##### DATA SUPPLIED #####
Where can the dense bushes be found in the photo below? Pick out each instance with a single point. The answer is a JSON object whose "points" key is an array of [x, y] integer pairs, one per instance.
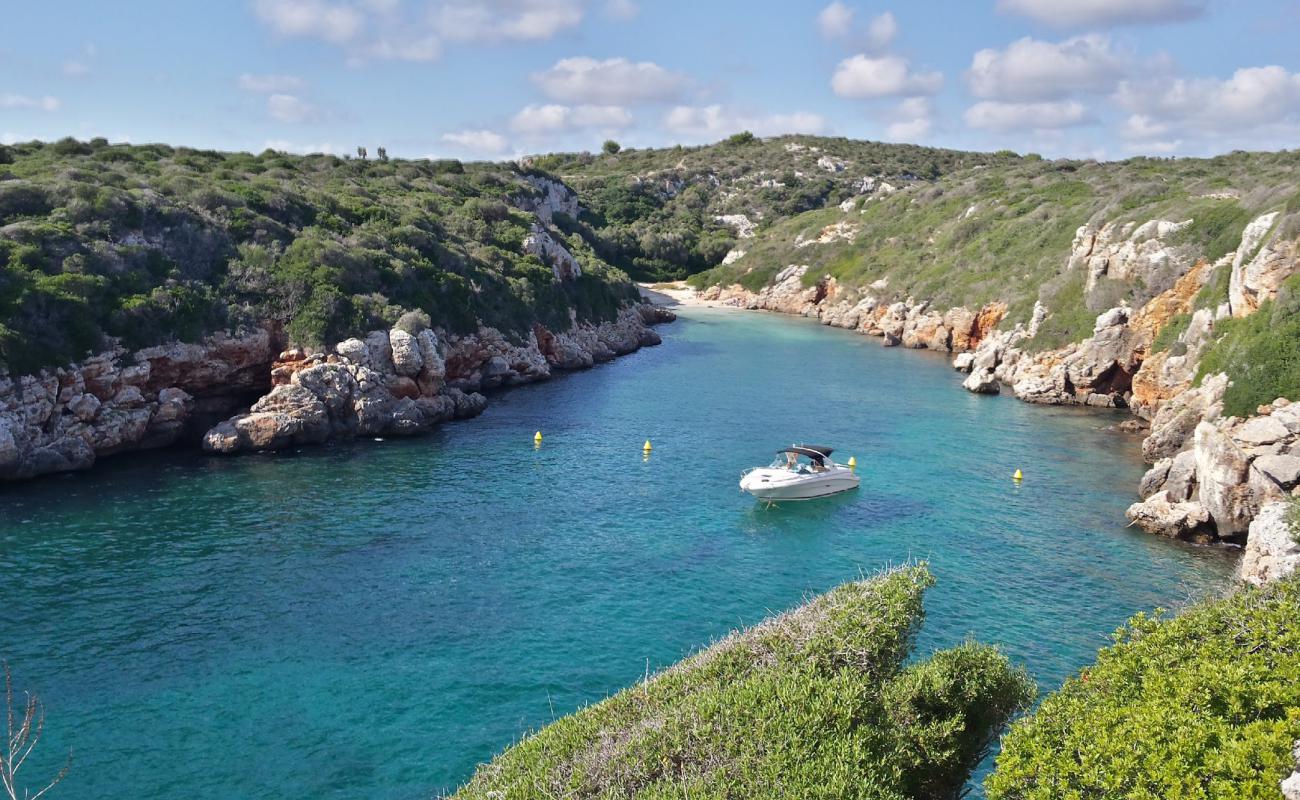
{"points": [[152, 243], [1204, 705], [655, 212], [1260, 353], [810, 704]]}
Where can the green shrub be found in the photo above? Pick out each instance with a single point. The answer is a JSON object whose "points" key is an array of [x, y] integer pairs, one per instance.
{"points": [[1217, 229], [152, 243], [814, 703], [1260, 353], [1169, 334], [1203, 705]]}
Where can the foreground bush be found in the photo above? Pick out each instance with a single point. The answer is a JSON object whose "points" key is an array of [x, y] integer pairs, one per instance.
{"points": [[809, 704], [1205, 705]]}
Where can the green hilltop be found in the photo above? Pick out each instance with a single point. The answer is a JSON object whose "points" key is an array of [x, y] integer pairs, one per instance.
{"points": [[148, 243]]}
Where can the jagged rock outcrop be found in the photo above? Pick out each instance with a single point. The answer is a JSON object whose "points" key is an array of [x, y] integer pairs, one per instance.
{"points": [[1231, 467], [113, 402], [1260, 266], [1161, 514], [1210, 476], [555, 255], [1126, 251], [391, 383], [401, 384], [1272, 549], [553, 198]]}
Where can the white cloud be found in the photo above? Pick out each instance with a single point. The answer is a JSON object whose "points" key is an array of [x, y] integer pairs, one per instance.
{"points": [[622, 9], [612, 81], [285, 146], [714, 121], [882, 30], [835, 22], [269, 83], [1092, 13], [416, 31], [867, 77], [1252, 98], [24, 102], [290, 108], [1030, 69], [1027, 116], [337, 22], [419, 48], [477, 141], [498, 20], [911, 120], [537, 120]]}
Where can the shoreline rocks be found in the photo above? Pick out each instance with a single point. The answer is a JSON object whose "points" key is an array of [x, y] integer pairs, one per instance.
{"points": [[1210, 476], [391, 383], [401, 384]]}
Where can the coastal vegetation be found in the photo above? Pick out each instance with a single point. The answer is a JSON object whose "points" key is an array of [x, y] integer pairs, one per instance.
{"points": [[1260, 353], [1201, 705], [150, 243], [657, 213], [815, 703], [1004, 232]]}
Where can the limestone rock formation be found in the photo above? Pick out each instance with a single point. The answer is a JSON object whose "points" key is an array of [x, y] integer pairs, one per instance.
{"points": [[1161, 514], [982, 381], [113, 402], [398, 384], [1261, 263]]}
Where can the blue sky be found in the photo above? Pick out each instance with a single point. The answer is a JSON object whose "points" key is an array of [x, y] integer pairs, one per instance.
{"points": [[497, 78]]}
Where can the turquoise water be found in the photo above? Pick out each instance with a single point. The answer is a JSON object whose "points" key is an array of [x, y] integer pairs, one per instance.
{"points": [[376, 619]]}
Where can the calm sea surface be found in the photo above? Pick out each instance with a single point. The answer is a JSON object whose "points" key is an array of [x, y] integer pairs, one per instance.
{"points": [[375, 619]]}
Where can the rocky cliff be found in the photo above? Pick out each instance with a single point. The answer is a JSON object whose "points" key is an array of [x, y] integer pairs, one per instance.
{"points": [[391, 383], [397, 383], [1210, 475]]}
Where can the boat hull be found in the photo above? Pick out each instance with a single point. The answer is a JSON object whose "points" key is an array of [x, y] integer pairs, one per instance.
{"points": [[768, 484]]}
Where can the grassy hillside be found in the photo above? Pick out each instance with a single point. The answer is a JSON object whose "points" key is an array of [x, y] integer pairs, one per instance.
{"points": [[810, 704], [654, 212], [1005, 232], [151, 242], [1204, 705]]}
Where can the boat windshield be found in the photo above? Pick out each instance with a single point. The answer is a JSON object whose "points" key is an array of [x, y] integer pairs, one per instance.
{"points": [[797, 463]]}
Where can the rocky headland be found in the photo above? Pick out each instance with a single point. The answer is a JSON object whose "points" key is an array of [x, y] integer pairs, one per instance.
{"points": [[1212, 476], [238, 393]]}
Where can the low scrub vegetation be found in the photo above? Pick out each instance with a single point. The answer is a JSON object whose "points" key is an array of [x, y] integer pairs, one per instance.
{"points": [[815, 703], [1260, 353], [150, 243], [1203, 706], [1004, 232]]}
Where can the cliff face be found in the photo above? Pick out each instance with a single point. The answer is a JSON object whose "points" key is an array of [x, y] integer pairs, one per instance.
{"points": [[398, 384], [1210, 476], [66, 418], [391, 383]]}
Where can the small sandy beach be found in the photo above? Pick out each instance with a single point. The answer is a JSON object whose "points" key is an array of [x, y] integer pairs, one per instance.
{"points": [[676, 293]]}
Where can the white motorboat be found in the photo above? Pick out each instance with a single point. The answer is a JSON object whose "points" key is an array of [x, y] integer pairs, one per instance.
{"points": [[800, 472]]}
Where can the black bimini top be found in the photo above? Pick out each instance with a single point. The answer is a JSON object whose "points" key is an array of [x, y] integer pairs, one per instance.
{"points": [[814, 452]]}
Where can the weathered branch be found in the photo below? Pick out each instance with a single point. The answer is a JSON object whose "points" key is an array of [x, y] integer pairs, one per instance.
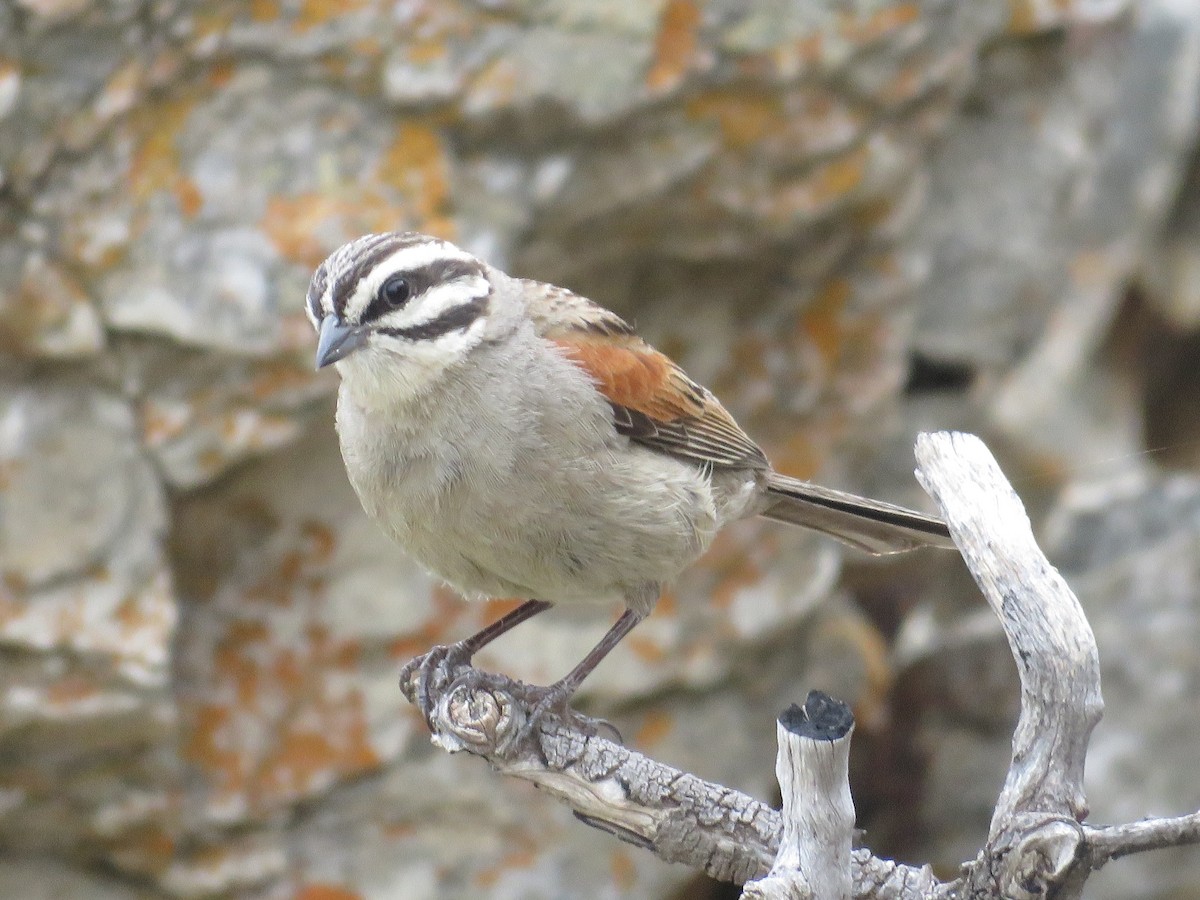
{"points": [[1107, 843], [1036, 845], [1035, 835], [813, 768], [678, 816]]}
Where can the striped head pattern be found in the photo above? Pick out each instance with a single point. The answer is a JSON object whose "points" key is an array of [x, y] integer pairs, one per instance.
{"points": [[399, 293]]}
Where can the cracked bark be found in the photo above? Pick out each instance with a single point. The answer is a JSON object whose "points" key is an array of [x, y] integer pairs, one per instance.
{"points": [[1037, 844]]}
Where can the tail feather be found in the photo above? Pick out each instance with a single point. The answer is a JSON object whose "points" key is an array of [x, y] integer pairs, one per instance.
{"points": [[870, 526]]}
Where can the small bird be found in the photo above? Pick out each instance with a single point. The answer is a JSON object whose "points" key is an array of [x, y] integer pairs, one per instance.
{"points": [[520, 441]]}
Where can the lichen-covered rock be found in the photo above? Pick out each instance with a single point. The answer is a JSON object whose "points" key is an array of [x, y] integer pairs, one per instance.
{"points": [[850, 220]]}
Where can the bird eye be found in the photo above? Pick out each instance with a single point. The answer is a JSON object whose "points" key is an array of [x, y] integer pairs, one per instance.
{"points": [[395, 292]]}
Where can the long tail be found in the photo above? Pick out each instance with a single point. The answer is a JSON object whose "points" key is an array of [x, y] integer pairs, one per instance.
{"points": [[873, 526]]}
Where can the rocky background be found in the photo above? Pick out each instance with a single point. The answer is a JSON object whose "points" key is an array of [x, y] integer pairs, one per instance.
{"points": [[853, 219]]}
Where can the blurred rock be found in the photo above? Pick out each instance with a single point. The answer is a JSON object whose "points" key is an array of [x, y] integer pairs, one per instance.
{"points": [[852, 221]]}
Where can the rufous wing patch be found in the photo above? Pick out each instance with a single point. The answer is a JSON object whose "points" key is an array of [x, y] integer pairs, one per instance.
{"points": [[654, 402]]}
#####
Reproduce each line of the records above, exactly and without pictures.

> [SOLUTION TO THE PROBLEM]
Where can the dense bushes be found in the photo below? Pick out each instance with a single point. The answer is a JSON object whose "points" key is an array of [x, y] integer pairs, one per instance.
{"points": [[152, 243], [1204, 705], [655, 212], [1260, 353], [810, 704]]}
Where can the green shrub be found in the photo above? Pick out each instance with a single point. The answer is a JSON object whose "points" key is an array of [x, y] integer pairs, one per instance.
{"points": [[1217, 229], [152, 243], [814, 703], [1260, 353], [1169, 334], [1203, 705]]}
Where can the foreground bush be found in the photo above? Pick out each instance with a single point. The answer is a JSON object whose "points" key is an array of [x, y] integer pairs, one per instance.
{"points": [[809, 704], [1205, 705]]}
Where can the green hilltop be found in the photo above? Pick out each instance with a single point. The answer is a JSON object whose "points" key is an array of [x, y] integer pairs, one per instance.
{"points": [[148, 243]]}
Where can the jagged rock outcrop be found in the photo above? Pick out each instance with a single point. The answer is a JSON object whose "points" key is an array of [x, y] integer pairs, one per instance.
{"points": [[1231, 467], [113, 402], [1260, 266], [1161, 514], [1210, 476], [555, 255], [1126, 251], [391, 383], [401, 384], [1272, 549], [553, 198]]}
Where can the white cloud be found in the photo above? Pick out each instance with a single point. The answer is a JSON object whose "points" key is an array of [x, y] integer pairs, one per instance.
{"points": [[622, 9], [612, 81], [285, 146], [714, 121], [882, 30], [835, 22], [269, 83], [1092, 13], [416, 31], [867, 77], [1252, 98], [24, 102], [290, 108], [1030, 69], [1027, 116], [337, 22], [419, 48], [477, 141], [498, 20], [911, 120], [537, 120]]}
Where can the shoreline rocks be found in the photo above? Pick out each instance with a single point. The answer is a JSON object whose "points" key is an array of [x, y] integer pairs, one per instance.
{"points": [[1210, 476], [391, 383], [401, 384]]}
Where can the coastal vegetation be found in the photo above? Pick out each instance with a single point. The answer is a JSON object whose "points" key is an array of [x, y] integer pairs, one per instance.
{"points": [[1260, 353], [1201, 705], [150, 243], [657, 213], [815, 703], [1004, 232]]}
Where can the limestone rock formation be found in the photo above? Pick out each instance with a single point. The answer is a JSON object whose "points" key is an array of [x, y] integer pairs, one per instance.
{"points": [[1161, 514], [982, 381], [113, 402], [398, 384], [1261, 263]]}
Where can the blue sky be found in the photo above? Pick out each instance with a single point. The answer is a JSON object whose "points" key is an array of [x, y] integer pairs, one per instance.
{"points": [[497, 78]]}
Where can the turquoise water be found in the photo above? Pick out each instance with a single point. The answer is a JSON object whose "points" key is an array of [x, y] integer pairs, one per instance.
{"points": [[376, 619]]}
Where can the calm sea surface be found in the photo above? Pick out each instance with a single point. The answer is a JSON object whose "points" key is an array of [x, y] integer pairs, one per instance.
{"points": [[375, 619]]}
Where can the rocky cliff be found in the photo above? Pick out each instance with a single point. The answer is a JSON object whose "points" key is an array of [x, y] integer pairs, one per instance.
{"points": [[391, 383], [397, 383], [1210, 475]]}
Where can the boat hull be found in the photo above? Pick out each instance with a single point. The answer is a JSON object whose "points" key is an array of [x, y] integer pairs, one per instance.
{"points": [[768, 484]]}
Where can the grassy hillside be found in the photo above? Pick out each instance with a single point. The answer is a JSON object whose "points" key is an array of [x, y] integer pairs, one per instance.
{"points": [[810, 704], [654, 212], [1005, 232], [151, 242], [1204, 705]]}
Where can the boat windshield be found in the photo above? Pick out each instance with a single point. The answer is a JSON object whose "points" key is an array of [x, y] integer pairs, one per instance.
{"points": [[797, 463]]}
Where can the rocky headland be found in the photo above? Pick out each instance with a single point. The answer is a JSON object whose "points" key is an array of [x, y] integer pairs, one per instance.
{"points": [[1212, 476], [238, 393]]}
Where can the low scrub vegetation be found in the photo above? Pick out each instance with a single point. The answer is a JSON object whose "points" key is an array of [x, y] integer pairs, one per instance.
{"points": [[815, 703], [1260, 353], [150, 243], [1203, 706], [1004, 232]]}
Where can the cliff face be found in the photo above? Pick out each instance with a single point. The answer is a JSON object whose "points" key is an array of [x, y] integer pairs, one per instance.
{"points": [[398, 384], [1210, 476], [66, 418], [391, 383]]}
Where can the small sandy beach be found in the photo above? Pick out each instance with a single point. The answer is a JSON object whose "points" key is an array of [x, y] integer pairs, one per instance.
{"points": [[676, 293]]}
Where can the white motorboat be found in the photo above? Pick out each instance with a single point. The answer is a JSON object whose "points" key is an array of [x, y] integer pairs, one per instance.
{"points": [[800, 472]]}
Where can the black bimini top be found in the photo above? Pick out each instance with a single point. The answer is a JSON object whose "points" key is an array of [x, y] integer pairs, one per instance.
{"points": [[814, 452]]}
Where can the weathered branch be found in the photo below? Pick out each instance with a single point. The answer is a JSON object whose "points" key is an array of [x, y] integer pairs, one per instance.
{"points": [[1107, 843], [1036, 845], [1035, 835], [813, 768], [678, 816]]}
Where can the striped head pattern be found in the photo above? Pick out each instance with a single point. The answer is a JSON object whose "points" key is an array of [x, y] integer pairs, one per instance.
{"points": [[399, 293]]}
Where can the cracked bark be found in the photo above? Pick out each instance with a single point. The answer is a JSON object whose "points" key is an array of [x, y] integer pairs, one per instance.
{"points": [[1037, 844]]}
Where can the tail feather be found in the photo above? Pick out each instance with a single point. The answer is a JSON object whose "points" key is an array of [x, y] integer pairs, one per instance.
{"points": [[870, 526]]}
Where can the small bird be found in the photo above? Pick out each instance with a single point. The answer is a JSON object whose "points" key is an array of [x, y] integer pairs, one per instance.
{"points": [[520, 441]]}
Where can the lichen-covered rock be found in the photo above? Pick out each instance with a single point. The answer is a JSON object whose "points" key is an array of [x, y] integer pairs, one per instance.
{"points": [[850, 220]]}
Where can the bird eye be found in the photo above? Pick out each instance with a single point. The answer is a JSON object whose "points" key is an array of [x, y] integer pairs, one per instance.
{"points": [[395, 292]]}
Where can the long tail be found in the photo above? Pick out each instance with a single point. The answer is a JSON object whose "points" key is an array of [x, y] integer pairs, one per instance.
{"points": [[873, 526]]}
Where can the rocky background be found in the photo above? Pick out each instance with a single point. The answer is a JSON object whose "points" key is an array of [x, y] integer pairs, one per instance.
{"points": [[853, 219]]}
Where can the blurred rock be found in the photo above? Pick out each instance with a single point. The answer is a JSON object whose "points" key is an array of [x, y] integer pairs, one per instance.
{"points": [[852, 221]]}
Where can the rufous wing patch be found in the photo above? Pick out each instance with a single point. The answer is a JSON object whose "points" key is an array of [x, y] integer pairs, one per instance.
{"points": [[654, 402]]}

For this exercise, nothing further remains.